**RECORDS PROVIDED**
===

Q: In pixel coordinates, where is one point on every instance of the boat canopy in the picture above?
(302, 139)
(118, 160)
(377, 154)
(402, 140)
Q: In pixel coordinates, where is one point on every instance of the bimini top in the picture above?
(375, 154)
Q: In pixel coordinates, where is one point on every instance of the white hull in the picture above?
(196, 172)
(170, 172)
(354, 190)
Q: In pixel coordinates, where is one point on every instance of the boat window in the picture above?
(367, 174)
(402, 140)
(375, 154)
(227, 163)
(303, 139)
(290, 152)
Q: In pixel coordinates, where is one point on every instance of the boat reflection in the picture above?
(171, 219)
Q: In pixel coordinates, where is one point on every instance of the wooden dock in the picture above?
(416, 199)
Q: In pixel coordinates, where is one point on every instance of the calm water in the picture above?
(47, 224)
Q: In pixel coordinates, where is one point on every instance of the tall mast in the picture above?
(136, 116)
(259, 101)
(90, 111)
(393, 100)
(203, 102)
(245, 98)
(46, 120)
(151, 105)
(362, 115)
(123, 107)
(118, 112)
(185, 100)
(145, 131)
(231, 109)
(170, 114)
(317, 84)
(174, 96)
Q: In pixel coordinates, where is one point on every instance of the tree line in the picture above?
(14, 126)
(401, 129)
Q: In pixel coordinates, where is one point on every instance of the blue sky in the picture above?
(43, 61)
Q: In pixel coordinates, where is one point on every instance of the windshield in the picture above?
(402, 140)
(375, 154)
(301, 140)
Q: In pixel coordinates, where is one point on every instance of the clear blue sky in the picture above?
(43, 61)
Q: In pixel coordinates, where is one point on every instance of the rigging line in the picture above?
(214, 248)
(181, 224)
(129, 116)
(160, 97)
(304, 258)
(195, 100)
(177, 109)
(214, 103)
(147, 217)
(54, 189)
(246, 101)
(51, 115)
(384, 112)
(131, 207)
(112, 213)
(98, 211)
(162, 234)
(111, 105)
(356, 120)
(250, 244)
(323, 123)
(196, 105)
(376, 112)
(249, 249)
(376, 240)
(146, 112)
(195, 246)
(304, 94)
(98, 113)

===

**DIRECTIONS FOR THIS TASK**
Copy out all of the lines above, substituting "wooden pier" for "wooden dock" and changing nothing else.

**RIGHT ANSWER**
Q: In pixel coordinates, where is one point on every instance of the boat canopy in the picture above?
(302, 139)
(118, 160)
(377, 154)
(402, 140)
Q: In pixel coordinates, where is one point on every instance of the bimini top in the picture above?
(375, 154)
Q: In pixel coordinates, where is one point on every instance of the white hull in the picture above?
(196, 172)
(170, 172)
(354, 190)
Q: In pixel coordinates, where is one point on every instance of the boat window in the picture above?
(367, 174)
(402, 140)
(375, 154)
(227, 163)
(303, 139)
(290, 152)
Q: In pixel coordinates, where is one point on every instance of the boat reflection in the picture above?
(171, 219)
Q: In pixel coordinates, where is one point on every instance of the wooden pier in the picture above?
(416, 199)
Q: In pixel coordinates, where is one point on every instance of the calm water in the picture above?
(47, 224)
Q: In pixel coordinates, where is one point on every instance of the tall mast in the picture above?
(136, 116)
(259, 101)
(90, 111)
(393, 100)
(203, 102)
(245, 98)
(46, 120)
(151, 105)
(362, 115)
(123, 107)
(118, 112)
(185, 100)
(145, 131)
(231, 109)
(170, 114)
(317, 84)
(174, 96)
Q: In pixel coordinates, where is one point on every instance of the tree line in the picture above?
(14, 126)
(401, 129)
Q: In pixel coordinates, where is one point on every instance of the blue sky in the picture above?
(43, 61)
Q: In pixel coordinates, where is one point on every instance of the windshield in the picture above?
(402, 140)
(375, 154)
(301, 140)
Q: In pixel coordinates, where is one point on every instance of the clear blue sky in the picture above?
(43, 61)
Q: In pixel coordinates, where is one point on every instance of the rigging line in the picture above?
(214, 248)
(181, 224)
(129, 116)
(160, 97)
(304, 258)
(195, 100)
(177, 109)
(214, 103)
(147, 217)
(54, 189)
(246, 101)
(51, 115)
(384, 112)
(131, 207)
(112, 213)
(98, 211)
(162, 234)
(111, 105)
(356, 120)
(250, 244)
(323, 123)
(196, 105)
(376, 112)
(249, 249)
(376, 240)
(146, 112)
(195, 246)
(304, 94)
(98, 113)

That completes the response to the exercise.